• _Fragmento facilitado_
════════════════
Los abismos me dan temblaera



Valione di Venaus, 2 de septiembre 

Desde nada más salir de la tienda la gracia del sol se derramaba por los alrededores. Sólo el lago Vasuero yacía todavía en la sombra de una hondonada a mis pies. Me parece mentira este sol y este cielo azul sin una nube. Es el sol de un domingo de invierno por las calles de Madrid, tibio, acogedor, invita a una mañana de paseo. El camino lo pierdo varias veces, aquí las numerosas sendas que hacen la vacas lo confunden todo, pero no importa, enciendo el Garmin, que por cierto se ha repuesto muy bien de aquel día en que se me cayó al fondo del arroyo, y rectifico la dirección de mi caminata. Aquí la ladera es uniforme y se puede tirar por cualquier parte. 


Nada más entrar en Balme me encuentro un pequeño supermercado. Hoy no pasaré por ningún restaurante, enfrente mismo de la tienda me sentaré en un banco y haré un abundante desayuno comida. Tan abundante que me pasé, me costaba moverme. No obstante tres horas después, en los Lagi Verdi, a una hora del primer collado, hice otra parada para tomar un rato el sol y comer algo. 


No sé cómo funcionan otros cuerpos pero el mío no es nada regular, resulta a veces bastante caprichoso. Hay días que sube solo y otros que hay que empujarlo, del culo o de donde sea, como a Jorge Túa, que decía el otro día por aquí que la única chimenea que había subido en su vida era la del Yelmo y estando como estaba además gordito, necesitaba que le dieran un empuje por las posaderas porque si no por allí no subía. Así a mí algunos días por estos caminos, sólo que como yo no tengo ayudantes que me empujen cuesta arriba me tengo que apañar solo. De modo que, cuando es el caso, trato de hacer de tripas corazón y cuando no sube el cuerpo por propia voluntad lo hace empujándolo yo a fuerza de cabezonería; he tratado, como hacía aquel, de tirarme de los pelos para arriba para intentar levitar e ir más deprisa, pero en general no resulta.
════════════════
• _Datos mostrados_
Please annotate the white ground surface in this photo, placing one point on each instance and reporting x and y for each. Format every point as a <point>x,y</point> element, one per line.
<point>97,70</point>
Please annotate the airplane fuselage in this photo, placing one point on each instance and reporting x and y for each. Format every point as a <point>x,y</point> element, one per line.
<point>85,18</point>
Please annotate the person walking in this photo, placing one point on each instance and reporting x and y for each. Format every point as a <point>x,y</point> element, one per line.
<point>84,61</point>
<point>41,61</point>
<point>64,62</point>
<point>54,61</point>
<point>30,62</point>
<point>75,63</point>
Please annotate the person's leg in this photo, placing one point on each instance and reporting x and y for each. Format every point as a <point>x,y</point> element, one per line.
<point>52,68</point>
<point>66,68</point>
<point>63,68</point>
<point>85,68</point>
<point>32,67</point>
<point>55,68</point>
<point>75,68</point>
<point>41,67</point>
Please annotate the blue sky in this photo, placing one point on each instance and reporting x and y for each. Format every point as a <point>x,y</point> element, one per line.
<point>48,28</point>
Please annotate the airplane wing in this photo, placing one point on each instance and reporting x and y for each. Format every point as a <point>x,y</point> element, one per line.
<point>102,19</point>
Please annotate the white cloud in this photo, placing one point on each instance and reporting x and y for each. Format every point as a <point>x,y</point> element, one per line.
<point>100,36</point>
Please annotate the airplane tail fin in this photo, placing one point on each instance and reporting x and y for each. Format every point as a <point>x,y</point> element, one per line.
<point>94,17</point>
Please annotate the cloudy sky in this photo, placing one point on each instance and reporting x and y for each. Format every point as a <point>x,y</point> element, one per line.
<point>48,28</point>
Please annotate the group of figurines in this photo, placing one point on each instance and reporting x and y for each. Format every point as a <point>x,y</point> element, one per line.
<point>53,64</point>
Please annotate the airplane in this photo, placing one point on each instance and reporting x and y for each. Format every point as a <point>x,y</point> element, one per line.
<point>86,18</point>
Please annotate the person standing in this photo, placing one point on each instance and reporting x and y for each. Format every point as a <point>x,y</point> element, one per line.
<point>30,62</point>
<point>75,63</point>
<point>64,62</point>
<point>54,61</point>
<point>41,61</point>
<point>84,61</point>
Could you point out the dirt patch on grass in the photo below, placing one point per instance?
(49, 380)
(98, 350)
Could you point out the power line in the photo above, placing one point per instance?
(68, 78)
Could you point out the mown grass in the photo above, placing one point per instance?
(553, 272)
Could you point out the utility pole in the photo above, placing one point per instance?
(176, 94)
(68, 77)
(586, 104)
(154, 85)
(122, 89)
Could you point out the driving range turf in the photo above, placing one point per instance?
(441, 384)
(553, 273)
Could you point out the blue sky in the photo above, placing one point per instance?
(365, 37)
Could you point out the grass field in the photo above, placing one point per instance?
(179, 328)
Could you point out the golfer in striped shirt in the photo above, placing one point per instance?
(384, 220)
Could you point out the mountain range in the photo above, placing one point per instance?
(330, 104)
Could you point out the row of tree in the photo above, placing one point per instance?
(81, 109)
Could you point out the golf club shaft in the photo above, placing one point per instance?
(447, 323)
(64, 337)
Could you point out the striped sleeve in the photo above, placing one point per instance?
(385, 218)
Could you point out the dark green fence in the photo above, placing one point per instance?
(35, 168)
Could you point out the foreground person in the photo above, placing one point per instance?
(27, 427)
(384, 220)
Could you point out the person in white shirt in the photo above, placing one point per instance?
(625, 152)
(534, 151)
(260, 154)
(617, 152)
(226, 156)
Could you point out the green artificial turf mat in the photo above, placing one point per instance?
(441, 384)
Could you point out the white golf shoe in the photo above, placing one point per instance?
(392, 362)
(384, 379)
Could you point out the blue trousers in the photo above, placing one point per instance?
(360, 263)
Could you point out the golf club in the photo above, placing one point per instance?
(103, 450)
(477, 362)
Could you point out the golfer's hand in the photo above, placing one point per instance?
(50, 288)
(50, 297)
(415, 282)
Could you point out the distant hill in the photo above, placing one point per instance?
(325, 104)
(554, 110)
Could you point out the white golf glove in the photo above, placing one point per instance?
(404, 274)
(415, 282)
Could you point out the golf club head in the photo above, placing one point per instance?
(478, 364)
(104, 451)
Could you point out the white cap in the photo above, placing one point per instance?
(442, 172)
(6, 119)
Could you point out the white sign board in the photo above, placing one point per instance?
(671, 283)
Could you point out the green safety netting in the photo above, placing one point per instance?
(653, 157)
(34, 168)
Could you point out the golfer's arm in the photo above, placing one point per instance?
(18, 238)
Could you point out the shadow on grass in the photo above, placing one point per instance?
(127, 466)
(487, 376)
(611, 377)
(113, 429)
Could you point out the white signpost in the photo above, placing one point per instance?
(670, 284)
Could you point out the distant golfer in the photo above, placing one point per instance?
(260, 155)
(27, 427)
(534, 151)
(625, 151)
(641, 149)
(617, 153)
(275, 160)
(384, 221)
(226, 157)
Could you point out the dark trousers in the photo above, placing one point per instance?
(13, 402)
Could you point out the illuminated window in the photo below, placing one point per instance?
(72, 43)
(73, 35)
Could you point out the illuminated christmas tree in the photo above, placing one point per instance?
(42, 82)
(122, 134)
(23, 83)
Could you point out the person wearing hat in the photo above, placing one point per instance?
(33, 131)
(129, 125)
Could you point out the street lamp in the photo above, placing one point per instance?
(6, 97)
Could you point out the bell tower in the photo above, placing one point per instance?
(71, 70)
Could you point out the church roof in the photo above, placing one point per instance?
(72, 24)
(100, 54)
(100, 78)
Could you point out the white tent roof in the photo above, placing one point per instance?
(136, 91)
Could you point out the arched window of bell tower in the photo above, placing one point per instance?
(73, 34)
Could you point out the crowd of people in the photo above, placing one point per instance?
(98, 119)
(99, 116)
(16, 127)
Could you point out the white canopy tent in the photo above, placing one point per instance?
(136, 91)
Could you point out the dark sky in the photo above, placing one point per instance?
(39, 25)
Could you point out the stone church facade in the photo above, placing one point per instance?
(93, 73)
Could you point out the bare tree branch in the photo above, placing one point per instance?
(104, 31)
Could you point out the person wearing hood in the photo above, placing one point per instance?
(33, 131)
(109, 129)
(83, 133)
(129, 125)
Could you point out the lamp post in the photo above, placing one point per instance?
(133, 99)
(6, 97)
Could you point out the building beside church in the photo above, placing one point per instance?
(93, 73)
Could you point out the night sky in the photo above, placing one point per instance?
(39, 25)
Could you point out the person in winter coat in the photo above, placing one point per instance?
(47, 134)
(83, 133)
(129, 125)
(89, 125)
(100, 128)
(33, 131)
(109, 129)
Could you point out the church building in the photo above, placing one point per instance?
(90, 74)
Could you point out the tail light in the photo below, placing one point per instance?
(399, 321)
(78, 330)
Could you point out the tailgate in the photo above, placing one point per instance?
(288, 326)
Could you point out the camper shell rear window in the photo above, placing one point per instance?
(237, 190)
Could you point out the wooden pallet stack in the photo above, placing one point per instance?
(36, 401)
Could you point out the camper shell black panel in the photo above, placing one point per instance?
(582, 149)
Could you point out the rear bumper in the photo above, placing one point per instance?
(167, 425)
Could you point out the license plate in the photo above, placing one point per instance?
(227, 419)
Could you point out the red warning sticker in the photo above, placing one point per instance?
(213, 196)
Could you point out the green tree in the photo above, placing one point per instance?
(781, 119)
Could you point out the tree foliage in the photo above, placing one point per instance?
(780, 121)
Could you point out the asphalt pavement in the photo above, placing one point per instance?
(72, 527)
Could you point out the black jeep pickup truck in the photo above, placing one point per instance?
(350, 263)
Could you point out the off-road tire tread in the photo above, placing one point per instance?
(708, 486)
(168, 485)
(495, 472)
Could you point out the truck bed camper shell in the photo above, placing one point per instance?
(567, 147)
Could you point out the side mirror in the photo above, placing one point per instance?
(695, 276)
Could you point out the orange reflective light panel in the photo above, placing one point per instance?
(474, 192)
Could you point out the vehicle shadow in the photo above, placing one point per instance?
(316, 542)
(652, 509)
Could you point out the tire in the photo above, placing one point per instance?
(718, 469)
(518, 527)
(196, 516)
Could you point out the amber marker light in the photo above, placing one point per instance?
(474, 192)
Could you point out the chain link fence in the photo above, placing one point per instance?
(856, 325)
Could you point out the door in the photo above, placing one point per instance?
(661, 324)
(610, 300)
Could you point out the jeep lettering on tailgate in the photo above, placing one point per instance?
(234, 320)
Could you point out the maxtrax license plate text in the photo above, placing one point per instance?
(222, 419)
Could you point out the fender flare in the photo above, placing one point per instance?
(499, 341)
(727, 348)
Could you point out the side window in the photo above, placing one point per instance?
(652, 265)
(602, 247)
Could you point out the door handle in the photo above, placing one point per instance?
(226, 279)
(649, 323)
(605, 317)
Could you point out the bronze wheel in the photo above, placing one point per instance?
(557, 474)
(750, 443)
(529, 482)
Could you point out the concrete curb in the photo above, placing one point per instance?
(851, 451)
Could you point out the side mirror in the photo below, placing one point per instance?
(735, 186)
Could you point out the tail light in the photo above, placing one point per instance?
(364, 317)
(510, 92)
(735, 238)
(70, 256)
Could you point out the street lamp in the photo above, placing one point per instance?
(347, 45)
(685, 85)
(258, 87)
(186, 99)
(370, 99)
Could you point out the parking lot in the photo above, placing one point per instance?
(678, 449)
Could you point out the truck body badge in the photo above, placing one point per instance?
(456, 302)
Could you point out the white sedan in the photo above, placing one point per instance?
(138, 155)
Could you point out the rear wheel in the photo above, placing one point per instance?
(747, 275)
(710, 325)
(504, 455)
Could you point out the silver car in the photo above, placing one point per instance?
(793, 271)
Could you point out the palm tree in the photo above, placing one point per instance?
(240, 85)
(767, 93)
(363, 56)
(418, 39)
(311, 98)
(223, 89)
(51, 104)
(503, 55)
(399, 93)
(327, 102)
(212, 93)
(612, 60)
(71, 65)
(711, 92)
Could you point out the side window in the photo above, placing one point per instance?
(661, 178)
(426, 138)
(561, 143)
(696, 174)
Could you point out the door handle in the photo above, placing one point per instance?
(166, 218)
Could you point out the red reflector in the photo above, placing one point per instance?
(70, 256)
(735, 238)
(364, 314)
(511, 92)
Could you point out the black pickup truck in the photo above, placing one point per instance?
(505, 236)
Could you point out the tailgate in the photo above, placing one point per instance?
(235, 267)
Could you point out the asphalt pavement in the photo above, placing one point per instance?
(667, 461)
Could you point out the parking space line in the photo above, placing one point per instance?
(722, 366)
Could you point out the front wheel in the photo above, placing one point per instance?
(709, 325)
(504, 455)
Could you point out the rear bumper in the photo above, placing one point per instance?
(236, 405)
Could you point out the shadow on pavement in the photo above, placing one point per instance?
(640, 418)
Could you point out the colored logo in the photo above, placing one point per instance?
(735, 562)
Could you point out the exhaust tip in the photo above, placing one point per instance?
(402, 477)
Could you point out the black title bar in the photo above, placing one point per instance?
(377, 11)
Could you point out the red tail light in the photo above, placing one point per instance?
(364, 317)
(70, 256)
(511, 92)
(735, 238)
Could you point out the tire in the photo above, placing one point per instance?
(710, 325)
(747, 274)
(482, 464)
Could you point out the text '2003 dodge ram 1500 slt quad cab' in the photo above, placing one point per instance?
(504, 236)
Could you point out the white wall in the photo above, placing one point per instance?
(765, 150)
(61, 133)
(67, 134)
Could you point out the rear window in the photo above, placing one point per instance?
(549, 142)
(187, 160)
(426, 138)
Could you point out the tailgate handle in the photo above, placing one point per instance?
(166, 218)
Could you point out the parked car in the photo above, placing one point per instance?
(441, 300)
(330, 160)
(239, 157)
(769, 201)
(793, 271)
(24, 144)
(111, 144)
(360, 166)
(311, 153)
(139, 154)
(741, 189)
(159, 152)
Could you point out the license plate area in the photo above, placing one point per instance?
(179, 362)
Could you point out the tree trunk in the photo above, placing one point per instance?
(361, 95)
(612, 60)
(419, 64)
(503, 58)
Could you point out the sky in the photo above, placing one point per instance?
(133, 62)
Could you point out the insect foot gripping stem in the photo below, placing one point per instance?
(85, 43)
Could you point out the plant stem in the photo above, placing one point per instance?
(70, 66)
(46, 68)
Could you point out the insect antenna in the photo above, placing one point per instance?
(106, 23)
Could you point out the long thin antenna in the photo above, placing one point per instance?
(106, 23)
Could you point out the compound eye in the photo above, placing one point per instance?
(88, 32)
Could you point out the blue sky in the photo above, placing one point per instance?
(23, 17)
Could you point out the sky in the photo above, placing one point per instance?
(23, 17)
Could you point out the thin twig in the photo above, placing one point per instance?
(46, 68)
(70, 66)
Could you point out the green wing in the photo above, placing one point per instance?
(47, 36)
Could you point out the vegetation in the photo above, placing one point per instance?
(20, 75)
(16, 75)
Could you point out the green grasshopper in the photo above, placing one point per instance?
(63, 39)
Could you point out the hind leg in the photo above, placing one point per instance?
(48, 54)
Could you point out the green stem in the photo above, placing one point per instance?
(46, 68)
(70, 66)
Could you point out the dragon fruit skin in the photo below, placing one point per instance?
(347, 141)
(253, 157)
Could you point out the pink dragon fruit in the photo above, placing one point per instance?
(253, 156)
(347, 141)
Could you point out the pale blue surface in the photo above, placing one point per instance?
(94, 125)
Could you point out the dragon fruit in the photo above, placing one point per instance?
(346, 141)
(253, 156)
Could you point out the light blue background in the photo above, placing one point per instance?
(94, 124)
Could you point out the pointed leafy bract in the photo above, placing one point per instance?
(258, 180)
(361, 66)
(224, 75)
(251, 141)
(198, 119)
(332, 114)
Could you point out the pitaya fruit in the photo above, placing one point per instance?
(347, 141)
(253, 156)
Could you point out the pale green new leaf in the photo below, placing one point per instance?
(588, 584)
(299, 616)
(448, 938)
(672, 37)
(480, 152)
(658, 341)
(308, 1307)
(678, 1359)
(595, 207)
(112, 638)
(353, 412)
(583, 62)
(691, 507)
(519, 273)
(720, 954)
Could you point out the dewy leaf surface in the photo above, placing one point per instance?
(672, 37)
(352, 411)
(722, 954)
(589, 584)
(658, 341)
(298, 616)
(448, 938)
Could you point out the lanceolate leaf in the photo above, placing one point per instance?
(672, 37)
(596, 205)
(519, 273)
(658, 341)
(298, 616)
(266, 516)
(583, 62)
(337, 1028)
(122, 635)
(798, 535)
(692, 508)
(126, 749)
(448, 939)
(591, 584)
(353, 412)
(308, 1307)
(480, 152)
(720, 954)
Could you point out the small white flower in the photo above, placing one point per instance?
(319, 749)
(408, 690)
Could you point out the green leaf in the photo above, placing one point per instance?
════════════════
• _Tareas pendientes_
**A.** Reescribe el diario de la caminata entre "Los abismos me" y "por cualquier parte.", ambos incluidos, poniendo "domingo de otoño" en lugar de "domingo de invierno".
**B.** Sigue escribiendo el diario de la caminata a partir de su última frase.
Los datos proceden de otra fuente.

• _Respuestas dadas_
**A.**
Los abismos me dan temblaera



Valione di Venaus, 2 de septiembre 

Desde nada más salir de la tienda la gracia del sol se derramaba por los alrededores. Sólo el lago Vasuero yacía todavía en la sombra de una hondonada a mis pies. Me parece mentira este sol y este cielo azul sin una nube. Es el sol de un domingo de otoño por las calles de Madrid, tibio, acogedor, invita a una mañana de paseo. El camino lo pierdo varias veces, aquí las numerosas sendas que hacen la vacas lo confunden todo, pero no importa, enciendo el Garmin, que por cierto se ha repuesto muy bien de aquel día en que se me cayó al fondo del arroyo, y rectifico la dirección de mi caminata. Aquí la ladera es uniforme y se puede tirar por cualquier parte.

**B.**
Así que paciencia e intentar  meterte en un ritmo, tratar de leer, cualquier cosa que te haga olvidar la gandulería con que hoy amanecieron tus miembros y tirar para arriba haciéndote el sordo. Eso hice hoy, enfrascarme en los relatos de Alice Munro hasta terminar el libro en el mismísimo Passo Paschiet. Lo malo es que ahí no terminaban las subidas, ahora había que bajar doscientos metros de desnivel y alcanzar un segundo collado, el Col di Costa Florita. Antes de comenzar la ascensión al segundo collado había un apetecible prado con un arroyo que cantaba las nanas a su lado, era una tentación. Miré la hora, algo más de las cuatro. Me pareció muy pronto y decidí seguir hasta el Col de Costa Florita. Allí había también un pradito precioso para mi tienda, pero en este ocasión tropezaba con un problema y era que el abismo que se abría hacia el otro lado era tal de quitar el hipo a cualquiera, de esos que dejan las piernas con ligero temblor de incertidumbre y temor. Mil quinientos metros de desnivel que se resolvían en cortados de rocas y en empinadas pendientes de hierba. Cuando tengo por delante un descenso de esas características nunca duermo tranquilo si lo dejo para el día siguiente, tener en expectativa algo incierto me desvela. Un camino de esos que hay que bajar pisando huevos y con todos los sentidos en alerta, eso era lo que tenía en perspectiva. El espectáculo de las montañas de los alrededores y el boquete que se abría bajo mis pies era bastante espectacular. Hice el primer tramo con mucho cuidado y llegué a otro espolón herboso que se adelantaba hacia el valle como una decidida proa de barco. Después vino un segundo espolón más abajo y una nueva posibilidad de poner la tienda. Creí que hoy se me haría de noche en el camino, el sitio era bueno, pero todo seguía estando demasiado vertical para dejarlo en la incertidumbre. Terminé llegando a un bosque de abetos donde sería imposible encontrar un lugar, eran las siete de la tarde y me quedaban setecientos metros de desnivel para llegar al fondovalle. En uno de lo giros que hacía el camino otro sendero se incorporaba al principal, no estaba muy inclinado y tenia forma de U de modo que del lado del vacío un pequeño montículo actuaba de quitamiedos. Allí instalé mi tienda, de mala manera pero era un lugar seguro frente a un camino que en todo momento era sumamente estrecho y estaba muy expuesto en una pendiente en extremo inclinada. 


Estoy muy cansado. Entre la piedras del sendero he logrado colocar mi colchón de aire de manera lo suficientemente razonable como para poder dormir cómodamente, pese a que el colchón hace ya días que cuando llega la mañana ha perdido la mayoría del aire.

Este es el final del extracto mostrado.